# ASSIGNMENT:
Please restate the data that follows, leaving every word in place.

# INPUT MATERIAL:
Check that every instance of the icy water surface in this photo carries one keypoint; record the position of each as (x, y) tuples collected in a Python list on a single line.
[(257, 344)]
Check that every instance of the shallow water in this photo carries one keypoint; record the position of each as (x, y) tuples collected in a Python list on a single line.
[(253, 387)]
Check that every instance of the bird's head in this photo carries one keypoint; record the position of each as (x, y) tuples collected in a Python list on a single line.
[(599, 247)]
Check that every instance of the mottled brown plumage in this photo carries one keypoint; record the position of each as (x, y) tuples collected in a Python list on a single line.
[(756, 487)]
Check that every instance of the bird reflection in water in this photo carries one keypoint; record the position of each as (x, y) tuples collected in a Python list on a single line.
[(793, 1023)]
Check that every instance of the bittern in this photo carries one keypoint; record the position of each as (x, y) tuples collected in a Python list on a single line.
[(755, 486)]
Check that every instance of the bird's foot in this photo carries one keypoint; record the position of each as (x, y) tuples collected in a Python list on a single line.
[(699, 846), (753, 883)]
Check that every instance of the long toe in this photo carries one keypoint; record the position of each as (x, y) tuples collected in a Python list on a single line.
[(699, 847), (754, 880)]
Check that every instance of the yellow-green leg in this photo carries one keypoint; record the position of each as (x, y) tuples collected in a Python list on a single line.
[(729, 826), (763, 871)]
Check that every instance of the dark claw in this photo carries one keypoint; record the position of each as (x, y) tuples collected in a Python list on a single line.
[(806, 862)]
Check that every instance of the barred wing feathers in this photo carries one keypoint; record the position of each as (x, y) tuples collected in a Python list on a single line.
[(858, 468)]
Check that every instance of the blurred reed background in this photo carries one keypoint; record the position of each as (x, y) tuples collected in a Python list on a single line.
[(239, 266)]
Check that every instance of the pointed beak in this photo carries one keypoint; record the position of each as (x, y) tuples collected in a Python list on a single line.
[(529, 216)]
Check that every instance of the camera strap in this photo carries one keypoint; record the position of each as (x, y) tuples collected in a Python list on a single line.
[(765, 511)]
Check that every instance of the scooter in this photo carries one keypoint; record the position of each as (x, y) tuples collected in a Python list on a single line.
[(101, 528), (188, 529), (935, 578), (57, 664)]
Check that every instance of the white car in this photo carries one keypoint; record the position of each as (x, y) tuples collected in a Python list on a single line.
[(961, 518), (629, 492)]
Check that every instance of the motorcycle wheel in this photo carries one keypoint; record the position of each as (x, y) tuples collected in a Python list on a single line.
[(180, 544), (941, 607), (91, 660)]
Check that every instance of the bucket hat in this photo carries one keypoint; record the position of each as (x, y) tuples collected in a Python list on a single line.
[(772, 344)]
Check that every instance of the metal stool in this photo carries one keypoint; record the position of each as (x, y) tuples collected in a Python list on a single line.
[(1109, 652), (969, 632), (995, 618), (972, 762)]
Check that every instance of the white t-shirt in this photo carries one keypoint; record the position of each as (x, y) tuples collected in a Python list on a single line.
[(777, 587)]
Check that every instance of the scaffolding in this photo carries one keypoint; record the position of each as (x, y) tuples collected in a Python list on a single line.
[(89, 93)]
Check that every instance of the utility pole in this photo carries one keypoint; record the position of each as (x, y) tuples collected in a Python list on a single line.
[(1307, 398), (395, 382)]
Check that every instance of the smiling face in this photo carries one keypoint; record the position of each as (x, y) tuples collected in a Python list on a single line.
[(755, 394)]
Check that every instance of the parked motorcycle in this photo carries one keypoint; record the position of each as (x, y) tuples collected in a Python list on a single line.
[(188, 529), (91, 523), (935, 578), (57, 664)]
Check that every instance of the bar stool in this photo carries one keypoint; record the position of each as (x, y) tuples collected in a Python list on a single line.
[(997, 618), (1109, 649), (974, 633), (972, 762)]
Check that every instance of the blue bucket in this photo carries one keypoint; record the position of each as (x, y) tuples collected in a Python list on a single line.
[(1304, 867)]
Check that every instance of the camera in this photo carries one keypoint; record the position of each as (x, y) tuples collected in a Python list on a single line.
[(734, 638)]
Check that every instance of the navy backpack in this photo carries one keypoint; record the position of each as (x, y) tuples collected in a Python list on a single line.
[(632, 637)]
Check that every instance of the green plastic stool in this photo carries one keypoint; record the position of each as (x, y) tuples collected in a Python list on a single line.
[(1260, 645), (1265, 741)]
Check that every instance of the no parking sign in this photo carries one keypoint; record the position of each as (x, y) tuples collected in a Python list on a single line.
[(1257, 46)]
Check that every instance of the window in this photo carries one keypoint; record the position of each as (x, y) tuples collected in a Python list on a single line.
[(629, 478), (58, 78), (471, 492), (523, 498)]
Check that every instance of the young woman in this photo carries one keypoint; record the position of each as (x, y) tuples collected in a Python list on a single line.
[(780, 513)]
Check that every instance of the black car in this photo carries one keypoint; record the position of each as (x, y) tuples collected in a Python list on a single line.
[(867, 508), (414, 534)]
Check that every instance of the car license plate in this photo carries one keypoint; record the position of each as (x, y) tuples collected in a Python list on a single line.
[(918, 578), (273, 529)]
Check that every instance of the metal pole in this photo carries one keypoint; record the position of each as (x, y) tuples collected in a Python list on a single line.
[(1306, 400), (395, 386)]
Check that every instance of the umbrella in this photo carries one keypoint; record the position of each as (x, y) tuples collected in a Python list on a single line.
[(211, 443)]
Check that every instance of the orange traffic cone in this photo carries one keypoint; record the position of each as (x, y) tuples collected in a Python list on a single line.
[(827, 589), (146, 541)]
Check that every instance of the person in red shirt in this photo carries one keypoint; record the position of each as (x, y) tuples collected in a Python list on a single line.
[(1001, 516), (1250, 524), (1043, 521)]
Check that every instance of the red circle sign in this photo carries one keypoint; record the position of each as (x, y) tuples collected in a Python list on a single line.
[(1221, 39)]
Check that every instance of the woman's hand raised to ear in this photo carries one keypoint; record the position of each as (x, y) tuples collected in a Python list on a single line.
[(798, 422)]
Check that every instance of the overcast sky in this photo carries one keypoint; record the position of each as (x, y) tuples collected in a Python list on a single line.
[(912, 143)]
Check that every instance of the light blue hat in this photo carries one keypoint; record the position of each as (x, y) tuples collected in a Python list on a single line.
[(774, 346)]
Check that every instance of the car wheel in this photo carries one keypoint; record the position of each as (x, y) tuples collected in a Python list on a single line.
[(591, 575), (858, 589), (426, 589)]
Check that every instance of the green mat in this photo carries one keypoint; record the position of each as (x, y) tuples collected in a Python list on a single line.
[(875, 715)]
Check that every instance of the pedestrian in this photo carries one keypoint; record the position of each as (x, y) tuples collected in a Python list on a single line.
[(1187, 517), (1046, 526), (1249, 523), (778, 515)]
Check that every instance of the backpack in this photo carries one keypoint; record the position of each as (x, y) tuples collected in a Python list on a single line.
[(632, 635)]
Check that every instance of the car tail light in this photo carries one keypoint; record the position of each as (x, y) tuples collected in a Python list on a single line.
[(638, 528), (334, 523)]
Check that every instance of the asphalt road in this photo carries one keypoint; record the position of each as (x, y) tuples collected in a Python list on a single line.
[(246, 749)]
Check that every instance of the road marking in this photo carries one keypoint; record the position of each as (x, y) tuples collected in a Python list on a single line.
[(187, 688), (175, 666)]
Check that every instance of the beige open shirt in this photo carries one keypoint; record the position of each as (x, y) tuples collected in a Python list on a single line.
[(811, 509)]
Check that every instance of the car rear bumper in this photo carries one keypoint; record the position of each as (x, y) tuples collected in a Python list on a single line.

# RESULT OF THIS TASK:
Check that every instance of the icy water surface in this photo carries one keypoint; record the position of each as (x, y) tuples collected in a Python list on a single line.
[(257, 344)]
Check that every instance of the shallow water in this photo carries one keypoint; record the position of each as (x, y) tuples collected in a Python list on a single line.
[(253, 387)]
Check that every instance of the bird's head in this photo carries one keypoint; record the position of each as (x, y) tuples collected in a Python list on a single line.
[(599, 247)]
Check that every instance of the mottled brown plumage in this photo carries one keypoint; record the position of each as (x, y) tuples collected in a Python list on a single line.
[(756, 487)]
Check that every instance of the bird reflection in water in this photo carries one keypoint; record the position of each as (x, y) tuples collected in a Python list on a single line.
[(793, 1023)]
Check that every instance of the bittern in this photo carries one keypoint; record the position of each as (x, y) tuples collected in a Python list on a single line.
[(755, 486)]
Check that every instance of the bird's foot in this photo carries one keypoint; record the position of each as (x, y) tuples collected in a Python list on a single line.
[(699, 846), (753, 883)]
Check that every instance of the long toe in this photo carries one keypoint; record the position of each as (x, y) tuples collected in a Python list on a single line.
[(699, 847), (754, 880)]
Check that every instance of the yellow-green leg in this photo carries one keypoint; record the position of each as (x, y) tuples collected in a Python list on a single line.
[(729, 826), (763, 871)]
Check that every instance of the dark claw in this photo carries one keypoint; record the position of each as (x, y) tuples collected in a Python list on a single line.
[(806, 862)]
Check that every instance of the barred wing feathers in this photo carries one keypoint; record the position of each as (x, y) tuples collected in a Python list on a single line.
[(858, 468)]
Check that every instance of the blurred reed background in this photo carries one keypoint; record the position of each as (x, y) tuples collected in a Python list on a single line.
[(239, 266)]
Check that every instance of the pointed beak in this photo carries one keypoint; record the position of each as (x, y) tuples collected in a Python list on a single line.
[(529, 216)]
Check that every instance of the camera strap in this photo carries one keypoint; record the position of each as (x, y) tuples collected in a Python list on a single line.
[(765, 511)]
Check that every instance of the scooter in this photo carries one keypoint; record the position of each as (x, y) tuples collected in a Python list on a single line.
[(101, 528), (188, 529), (935, 578), (57, 664)]
Check that every instance of the white car in this photo carries one keypoint; record the position of each as (x, y) tuples collected in a Python list on a single line.
[(961, 518), (629, 492)]
Check that every instance of the motorcycle wheel in this photo carries one keypoint; record the position of each as (x, y) tuples collected in a Python list on a single line.
[(180, 544), (941, 607), (91, 660)]
Check that every instance of the bucket hat in this photo carries one keypoint; record the position of each as (x, y) tuples collected in a Python list on a single line.
[(772, 344)]
Check that every instance of the metal stool in this photo carries one keypoint; record the position of each as (x, y) tuples collected in a Python list on a single line.
[(1109, 652), (969, 632), (995, 618), (972, 762)]
Check that every instance of the white t-shirt in this photo carries one keypoint; record the position of each as (x, y) tuples collected in a Python list on a single line.
[(777, 587)]
Check that every instance of the scaffolding in this photo carries one keypoint; record the position of each as (x, y) tuples collected in a Python list on a single line.
[(89, 93)]
Check that every instance of the utility pole in this photo carries one keypoint; record the position of each as (x, y) tuples collected in a Python list on a single line.
[(1307, 398), (395, 382)]
Check that every instance of the smiling face in this photo carries one keypoint; record the position of each as (x, y) tuples collected in a Python list on a single line.
[(755, 394)]
Check that every instance of the parked motorcycle in this photo carries one keypoint; record the position of each as (x, y) tuples collected in a Python list on a single line.
[(188, 529), (91, 523), (935, 578), (57, 664)]
Check that every instance of the bar stool in this photo carries one keypoint; record the position of each as (x, y) tuples collected in a Python list on a single line.
[(997, 618), (1109, 649), (974, 633), (972, 762)]
Check that every instance of the blue bucket in this photo carries one keypoint; record the position of each as (x, y) tuples collected in a Python list on a single line.
[(1304, 867)]
Check that every instance of the camera in this photo carries one keypoint; record the position of each as (x, y) tuples collected in a Python list on a single line.
[(734, 638)]
Check that every instance of the navy backpack in this photo carries one keypoint; record the position of each as (x, y) tuples collected in a Python list on a single line.
[(632, 637)]
Check that every instance of the green plastic stool in this photo carries one keypoint; record the position of each as (x, y) tuples collected in a Python list on a single line.
[(1260, 645), (1265, 741)]
Check that every instance of the no parking sign in this photo carries one keypoint; record the position of each as (x, y) tuples collected in a Python list on a single line.
[(1257, 46)]
Check that every instance of the window in this photo carries one keypoint; record the position of each as (x, y) tuples collected in a Python list on a single line.
[(629, 478), (58, 78), (471, 492), (523, 498)]
Check that every instance of the young woman in this photo carries one keypoint; record the position of each as (x, y) tuples collected in a Python list on a single line.
[(780, 513)]
Check that every instance of the black car in this photo carries one keypoint; record the position of each as (x, y) tuples collected in a Python list on a single line.
[(867, 508), (414, 534)]
Check that every instance of the car license plate in this photo carries one keypoint; record the position of each as (x, y) tuples collected in a Python list on a single line.
[(918, 578), (273, 529)]
Check that every instance of the metal pole in this photo carries one keypoint; record the position of each as (x, y) tuples collected in a Python list on a single line.
[(1306, 400), (395, 386)]
Check that every instance of the umbrella in this photo carries one keypoint; record the position of each as (x, y) tuples collected in a Python list on a single line.
[(211, 443)]
Check that every instance of the orange traffic cone in this photo carries one keypoint; record the position of each as (x, y) tuples collected in a Python list on a single line.
[(827, 589), (146, 541)]
Check that every instance of the person in red shirt in this photo carries one keypoint; record the position of each as (x, y) tuples collected in a Python list on a single line.
[(1001, 516), (1250, 524), (1043, 521)]
Check that every instance of the red circle sign in this photo carries one keypoint; record the position of each as (x, y) tuples collected in a Python list on a single line.
[(1221, 39)]
Check that every instance of the woman's hand raised to ear in this photo carries one keypoint; record the position of each as (x, y) tuples collected in a Python list on a single line.
[(798, 422)]
Check that every instance of the overcast sky in this photo carries one keypoint; record the position of each as (x, y) tuples collected in a Python list on a single line.
[(912, 143)]
Check that every instance of the light blue hat in this photo carries one keypoint; record the position of each as (x, y) tuples collected in a Python list on a single line.
[(774, 346)]
Check that every instance of the car wheel in this photo carries one keypoint; record the position of each as (x, y) tuples collected in a Python list on a single line.
[(591, 575), (858, 589), (426, 589)]
Check that every instance of the green mat in this photo carries one keypoint; record the position of each as (x, y) tuples collected in a Python list on a single line.
[(875, 715)]
Check that every instance of the pedestrian in this photo carries one keypoint; record the position of each as (x, y) tuples collected in a Python list on a single line.
[(1187, 517), (1046, 526), (1249, 523), (778, 515)]
Check that every instance of the backpack in this photo carries one keypoint; record the position of each as (x, y) tuples collected in a Python list on a single line.
[(632, 635)]
Check that every instance of the car tail light in this photo carries one keypoint; record the position of each as (x, y) tuples collected in a Python list on a single line.
[(638, 528), (334, 523)]
Check that every instance of the asphalt road in this photo carries one keypoint; record the position of each as (x, y) tuples collected in a Python list on a single line.
[(246, 749)]
Check that every instance of the road marking in this photo carries one keypoint; record the position of each as (x, y) tuples collected in a Python list on a single line.
[(187, 688), (175, 666)]
Check that every instance of the beige open shirt in this photo carries one keypoint; record the position of each as (x, y) tuples collected in a Python list on a single line.
[(811, 509)]
Check that every instance of the car rear bumper in this photo carries one keypoint; record the position of each as (x, y) tuples collected in a Python list on a single line.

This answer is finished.